Please list each line in the listing below that contains the word "Looking", copying every such line in full.

[Bounding box data excerpts]
══════════════════════════════
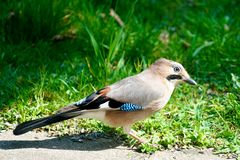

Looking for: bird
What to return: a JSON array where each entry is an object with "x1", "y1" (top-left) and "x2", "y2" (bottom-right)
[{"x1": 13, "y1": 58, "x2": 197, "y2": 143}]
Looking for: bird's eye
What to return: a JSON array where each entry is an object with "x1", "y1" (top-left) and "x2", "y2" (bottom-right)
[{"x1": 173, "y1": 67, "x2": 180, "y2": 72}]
══════════════════════════════
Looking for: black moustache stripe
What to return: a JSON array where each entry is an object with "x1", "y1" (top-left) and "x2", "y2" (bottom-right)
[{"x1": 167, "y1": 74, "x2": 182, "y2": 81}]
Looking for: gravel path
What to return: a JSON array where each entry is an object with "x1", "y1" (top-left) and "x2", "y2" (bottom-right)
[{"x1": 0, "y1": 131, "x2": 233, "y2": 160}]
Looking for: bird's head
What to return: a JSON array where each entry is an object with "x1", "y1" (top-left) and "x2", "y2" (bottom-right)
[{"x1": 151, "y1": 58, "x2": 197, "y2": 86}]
══════════════════════════════
» TASK RESULT
Looking for: bird
Looking for: bird's eye
Looking for: black moustache stripe
Looking for: gravel path
Looking for: bird's head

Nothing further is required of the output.